WHAT THE TASK REQUIRES: Scale the material between the line containing "identify the face" and the line containing "[[164, 180]]", inclusive, and reproduce only those lines, requests included. Multiply every point coordinate in the answers by 0.7 and round to whole numbers, with halves rounded up, leaving the numbers in the requests and their format samples unchanged.

SUPPLIED DATA:
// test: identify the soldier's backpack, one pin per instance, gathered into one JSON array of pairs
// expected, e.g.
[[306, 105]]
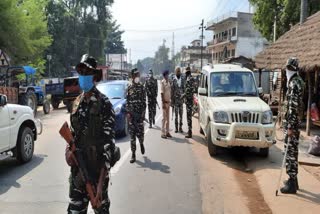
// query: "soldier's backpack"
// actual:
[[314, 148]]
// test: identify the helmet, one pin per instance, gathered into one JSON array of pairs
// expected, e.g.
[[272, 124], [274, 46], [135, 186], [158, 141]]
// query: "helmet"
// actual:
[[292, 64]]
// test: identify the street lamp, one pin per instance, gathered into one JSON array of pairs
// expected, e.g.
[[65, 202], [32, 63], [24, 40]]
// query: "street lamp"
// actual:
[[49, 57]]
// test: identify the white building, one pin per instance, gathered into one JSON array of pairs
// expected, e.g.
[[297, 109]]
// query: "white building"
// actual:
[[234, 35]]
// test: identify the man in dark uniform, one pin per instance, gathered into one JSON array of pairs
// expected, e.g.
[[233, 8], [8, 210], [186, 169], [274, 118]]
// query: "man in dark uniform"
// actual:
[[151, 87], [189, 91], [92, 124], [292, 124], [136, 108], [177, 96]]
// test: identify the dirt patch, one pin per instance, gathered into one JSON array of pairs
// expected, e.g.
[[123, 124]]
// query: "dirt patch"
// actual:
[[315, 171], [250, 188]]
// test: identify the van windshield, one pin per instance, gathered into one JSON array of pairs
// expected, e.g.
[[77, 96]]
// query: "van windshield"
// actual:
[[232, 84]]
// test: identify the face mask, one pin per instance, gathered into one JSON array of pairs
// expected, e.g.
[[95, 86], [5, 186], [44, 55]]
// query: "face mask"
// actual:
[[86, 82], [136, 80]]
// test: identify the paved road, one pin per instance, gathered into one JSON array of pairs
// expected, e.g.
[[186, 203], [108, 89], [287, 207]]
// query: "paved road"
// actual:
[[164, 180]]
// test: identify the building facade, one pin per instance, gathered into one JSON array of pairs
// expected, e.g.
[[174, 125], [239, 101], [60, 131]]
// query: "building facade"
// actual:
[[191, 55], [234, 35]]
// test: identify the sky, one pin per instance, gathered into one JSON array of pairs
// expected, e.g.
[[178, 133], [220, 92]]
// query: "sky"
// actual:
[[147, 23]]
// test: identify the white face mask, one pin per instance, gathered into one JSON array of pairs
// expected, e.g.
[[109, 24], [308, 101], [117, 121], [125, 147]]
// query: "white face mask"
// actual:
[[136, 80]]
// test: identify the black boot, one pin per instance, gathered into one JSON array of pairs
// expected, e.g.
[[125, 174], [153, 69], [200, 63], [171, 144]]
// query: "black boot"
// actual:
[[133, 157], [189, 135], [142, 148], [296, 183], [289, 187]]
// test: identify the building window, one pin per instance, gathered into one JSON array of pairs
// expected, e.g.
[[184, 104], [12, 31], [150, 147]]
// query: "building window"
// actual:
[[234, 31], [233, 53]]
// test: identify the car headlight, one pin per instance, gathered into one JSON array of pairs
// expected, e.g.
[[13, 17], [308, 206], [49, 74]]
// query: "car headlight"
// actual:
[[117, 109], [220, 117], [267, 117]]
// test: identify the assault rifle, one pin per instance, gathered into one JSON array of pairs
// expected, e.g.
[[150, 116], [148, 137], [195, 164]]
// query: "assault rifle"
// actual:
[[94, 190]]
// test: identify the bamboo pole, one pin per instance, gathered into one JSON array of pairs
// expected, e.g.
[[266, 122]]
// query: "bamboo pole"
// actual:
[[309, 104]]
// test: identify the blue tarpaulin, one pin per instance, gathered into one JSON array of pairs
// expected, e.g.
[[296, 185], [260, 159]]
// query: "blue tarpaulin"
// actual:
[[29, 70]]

* * *

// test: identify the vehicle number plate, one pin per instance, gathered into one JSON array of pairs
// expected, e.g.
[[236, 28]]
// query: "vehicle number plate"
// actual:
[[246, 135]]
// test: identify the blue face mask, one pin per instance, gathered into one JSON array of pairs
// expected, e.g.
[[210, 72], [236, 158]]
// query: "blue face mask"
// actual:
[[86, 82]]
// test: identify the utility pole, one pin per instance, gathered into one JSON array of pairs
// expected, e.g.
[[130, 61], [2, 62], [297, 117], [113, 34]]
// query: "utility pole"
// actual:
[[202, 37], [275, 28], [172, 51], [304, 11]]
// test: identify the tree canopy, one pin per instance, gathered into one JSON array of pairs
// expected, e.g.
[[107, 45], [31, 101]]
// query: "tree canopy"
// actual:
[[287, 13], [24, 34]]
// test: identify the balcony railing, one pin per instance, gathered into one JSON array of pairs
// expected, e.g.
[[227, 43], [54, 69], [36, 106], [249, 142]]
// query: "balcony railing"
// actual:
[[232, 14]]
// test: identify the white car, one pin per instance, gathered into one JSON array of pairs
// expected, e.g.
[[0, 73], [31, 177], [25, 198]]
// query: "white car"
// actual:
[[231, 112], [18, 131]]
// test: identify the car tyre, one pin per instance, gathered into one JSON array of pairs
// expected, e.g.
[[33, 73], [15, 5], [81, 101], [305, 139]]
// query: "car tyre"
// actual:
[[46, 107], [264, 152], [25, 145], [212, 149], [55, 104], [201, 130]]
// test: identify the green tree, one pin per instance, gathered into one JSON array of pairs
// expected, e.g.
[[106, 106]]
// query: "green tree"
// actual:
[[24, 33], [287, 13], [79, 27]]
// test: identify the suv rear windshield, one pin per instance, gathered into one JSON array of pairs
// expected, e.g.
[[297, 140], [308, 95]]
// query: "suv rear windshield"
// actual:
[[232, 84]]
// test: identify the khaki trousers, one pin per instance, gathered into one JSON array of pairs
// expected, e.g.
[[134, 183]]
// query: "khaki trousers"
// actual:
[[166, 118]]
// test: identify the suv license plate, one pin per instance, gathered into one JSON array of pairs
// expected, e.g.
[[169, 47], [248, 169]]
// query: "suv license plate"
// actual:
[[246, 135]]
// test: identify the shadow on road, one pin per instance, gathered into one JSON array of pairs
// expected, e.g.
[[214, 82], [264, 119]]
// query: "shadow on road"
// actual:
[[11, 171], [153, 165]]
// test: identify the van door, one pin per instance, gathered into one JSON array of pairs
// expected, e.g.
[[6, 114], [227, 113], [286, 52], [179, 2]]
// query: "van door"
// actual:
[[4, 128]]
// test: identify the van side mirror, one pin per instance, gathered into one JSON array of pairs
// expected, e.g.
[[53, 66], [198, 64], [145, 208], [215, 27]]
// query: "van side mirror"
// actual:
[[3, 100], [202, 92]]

RESULT BELOW:
// test: identify the face mask, one pin per instance, gathered into one JSON array of pairs
// expected, e.g.
[[95, 86], [5, 186], [44, 55]]
// query: "face mask"
// actual:
[[60, 57], [95, 56]]
// test: identify the paved road, one pin per instance, gathered into one JSON array of pairs
// expected, e.g.
[[186, 203], [108, 89], [287, 207]]
// query: "paved road"
// actual:
[[115, 126]]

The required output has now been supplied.